#### Exercise
From the data below, return the exact lines starting at the line containing "of the bruised" and ending at the line containing "the wooden post", both included, and nothing else.

◇ ◇ ◇ ◇

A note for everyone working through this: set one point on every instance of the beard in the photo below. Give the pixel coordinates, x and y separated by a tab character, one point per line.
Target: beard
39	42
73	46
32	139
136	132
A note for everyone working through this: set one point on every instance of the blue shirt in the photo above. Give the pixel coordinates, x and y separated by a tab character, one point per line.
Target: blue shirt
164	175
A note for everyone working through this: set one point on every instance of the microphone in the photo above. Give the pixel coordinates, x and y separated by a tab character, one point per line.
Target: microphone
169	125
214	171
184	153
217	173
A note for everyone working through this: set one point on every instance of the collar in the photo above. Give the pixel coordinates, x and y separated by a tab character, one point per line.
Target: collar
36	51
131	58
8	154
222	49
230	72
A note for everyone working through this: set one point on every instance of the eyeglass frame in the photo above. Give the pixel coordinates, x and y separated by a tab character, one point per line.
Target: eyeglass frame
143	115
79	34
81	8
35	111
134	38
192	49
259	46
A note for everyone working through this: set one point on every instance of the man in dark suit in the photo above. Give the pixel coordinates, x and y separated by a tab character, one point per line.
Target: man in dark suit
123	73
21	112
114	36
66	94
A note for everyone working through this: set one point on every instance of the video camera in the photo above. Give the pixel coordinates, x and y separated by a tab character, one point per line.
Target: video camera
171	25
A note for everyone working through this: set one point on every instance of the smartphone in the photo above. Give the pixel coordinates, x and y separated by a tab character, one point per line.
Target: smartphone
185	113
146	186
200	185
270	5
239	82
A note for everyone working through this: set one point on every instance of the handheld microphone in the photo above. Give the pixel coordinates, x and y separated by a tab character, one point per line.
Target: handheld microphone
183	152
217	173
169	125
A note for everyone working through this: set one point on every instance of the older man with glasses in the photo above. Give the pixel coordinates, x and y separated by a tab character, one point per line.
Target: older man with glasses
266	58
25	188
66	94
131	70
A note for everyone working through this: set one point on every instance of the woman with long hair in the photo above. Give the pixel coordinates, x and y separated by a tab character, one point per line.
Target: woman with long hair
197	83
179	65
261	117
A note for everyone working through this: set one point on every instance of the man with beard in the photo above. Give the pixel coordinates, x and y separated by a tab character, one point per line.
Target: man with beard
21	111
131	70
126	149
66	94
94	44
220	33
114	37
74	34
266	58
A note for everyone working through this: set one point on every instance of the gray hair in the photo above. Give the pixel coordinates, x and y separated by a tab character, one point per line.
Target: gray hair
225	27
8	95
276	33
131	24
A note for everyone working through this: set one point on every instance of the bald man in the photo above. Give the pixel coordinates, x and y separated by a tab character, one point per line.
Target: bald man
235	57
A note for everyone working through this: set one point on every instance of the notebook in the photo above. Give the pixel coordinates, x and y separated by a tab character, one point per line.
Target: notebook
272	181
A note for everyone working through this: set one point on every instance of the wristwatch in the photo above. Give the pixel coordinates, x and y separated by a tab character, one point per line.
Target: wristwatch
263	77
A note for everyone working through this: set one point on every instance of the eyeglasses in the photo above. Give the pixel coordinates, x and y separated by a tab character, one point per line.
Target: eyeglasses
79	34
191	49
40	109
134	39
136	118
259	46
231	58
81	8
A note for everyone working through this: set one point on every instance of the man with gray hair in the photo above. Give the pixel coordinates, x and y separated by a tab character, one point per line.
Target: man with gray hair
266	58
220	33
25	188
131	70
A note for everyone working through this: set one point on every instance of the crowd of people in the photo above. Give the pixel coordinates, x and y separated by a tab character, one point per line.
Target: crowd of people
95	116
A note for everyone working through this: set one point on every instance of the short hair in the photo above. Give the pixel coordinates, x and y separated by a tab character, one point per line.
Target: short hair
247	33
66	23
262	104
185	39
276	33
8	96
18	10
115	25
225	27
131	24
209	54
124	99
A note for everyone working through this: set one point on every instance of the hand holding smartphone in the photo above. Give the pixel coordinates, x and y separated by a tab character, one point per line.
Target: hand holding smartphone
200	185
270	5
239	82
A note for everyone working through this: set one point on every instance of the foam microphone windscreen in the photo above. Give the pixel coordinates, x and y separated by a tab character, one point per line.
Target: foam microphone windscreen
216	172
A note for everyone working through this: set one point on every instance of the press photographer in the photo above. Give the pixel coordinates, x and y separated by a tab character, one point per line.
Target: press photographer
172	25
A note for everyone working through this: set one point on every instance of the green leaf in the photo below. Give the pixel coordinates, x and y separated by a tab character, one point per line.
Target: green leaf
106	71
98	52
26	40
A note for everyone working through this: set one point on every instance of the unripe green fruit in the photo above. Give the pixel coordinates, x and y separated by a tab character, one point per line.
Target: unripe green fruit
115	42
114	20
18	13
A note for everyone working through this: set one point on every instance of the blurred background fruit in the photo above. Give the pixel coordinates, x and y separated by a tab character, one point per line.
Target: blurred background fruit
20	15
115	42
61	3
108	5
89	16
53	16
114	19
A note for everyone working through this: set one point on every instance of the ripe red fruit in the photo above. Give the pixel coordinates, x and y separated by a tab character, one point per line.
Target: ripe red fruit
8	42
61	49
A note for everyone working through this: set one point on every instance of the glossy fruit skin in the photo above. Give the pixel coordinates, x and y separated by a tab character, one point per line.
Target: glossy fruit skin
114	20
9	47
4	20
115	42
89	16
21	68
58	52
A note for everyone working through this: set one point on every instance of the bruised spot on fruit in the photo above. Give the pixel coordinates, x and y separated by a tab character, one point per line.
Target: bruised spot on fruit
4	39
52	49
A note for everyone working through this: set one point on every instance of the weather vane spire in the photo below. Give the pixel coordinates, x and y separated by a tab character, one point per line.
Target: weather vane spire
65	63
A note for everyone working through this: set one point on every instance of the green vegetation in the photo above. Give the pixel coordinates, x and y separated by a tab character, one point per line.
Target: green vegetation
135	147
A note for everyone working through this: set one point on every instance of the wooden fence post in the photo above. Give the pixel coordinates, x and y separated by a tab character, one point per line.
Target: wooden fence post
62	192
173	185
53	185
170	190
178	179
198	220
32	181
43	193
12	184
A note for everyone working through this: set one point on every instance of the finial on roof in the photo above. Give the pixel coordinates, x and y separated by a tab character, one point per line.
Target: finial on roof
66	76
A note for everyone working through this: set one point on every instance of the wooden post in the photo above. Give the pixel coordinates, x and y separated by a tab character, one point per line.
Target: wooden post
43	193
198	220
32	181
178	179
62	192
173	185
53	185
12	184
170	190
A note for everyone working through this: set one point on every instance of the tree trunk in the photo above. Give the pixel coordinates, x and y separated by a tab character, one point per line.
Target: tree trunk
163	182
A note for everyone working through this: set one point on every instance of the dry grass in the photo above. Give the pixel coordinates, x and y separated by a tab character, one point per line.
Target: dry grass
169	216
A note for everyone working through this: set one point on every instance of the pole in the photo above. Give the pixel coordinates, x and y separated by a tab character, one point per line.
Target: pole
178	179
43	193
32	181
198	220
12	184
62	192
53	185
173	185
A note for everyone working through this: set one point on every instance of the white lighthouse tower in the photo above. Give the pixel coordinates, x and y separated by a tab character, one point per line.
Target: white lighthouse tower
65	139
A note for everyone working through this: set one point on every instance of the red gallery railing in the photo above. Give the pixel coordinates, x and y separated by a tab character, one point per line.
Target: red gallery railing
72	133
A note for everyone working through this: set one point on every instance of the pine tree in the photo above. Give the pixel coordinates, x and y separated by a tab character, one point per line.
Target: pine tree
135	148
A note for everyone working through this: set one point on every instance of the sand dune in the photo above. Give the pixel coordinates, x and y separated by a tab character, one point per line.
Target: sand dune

◇ ◇ ◇ ◇

#### Task response
A note for everyone working through this: set one point on every instance of the bruised spot on fruit in the photo above. Give the pixel coordinates, x and y separated by a tab character, one point per line.
Target: bruised spot on fruit
4	39
52	49
A note for everyone working through this: set one point on every instance of the weather vane spire in the photo below. Give the pixel coordinates, x and y separated by a tab character, one point per line.
Target: weather vane spire
65	63
A note for everyone working through this: set one point on every instance of the green vegetation in the photo above. Give the pixel coordinates, x and y separated by a tab character, one point per line.
Target: green vegetation
135	147
A note for everyone working through this: set one point on every instance of the wooden fence post in the photo above. Give the pixel coordinates, x and y separated by a tab character, one point per line.
Target: wooden fence post
62	192
173	185
53	185
170	190
178	179
198	220
32	181
43	193
12	184
A note for everyone working through this: set one point on every instance of the finial on roof in the photo above. Give the pixel coordinates, x and y separated by a tab character, one point per line.
Target: finial on roof
66	76
A note for everyone working through this: set one point on every instance of the wooden post in the photo above. Give the pixel coordinates, x and y separated by a tab character, one point per line.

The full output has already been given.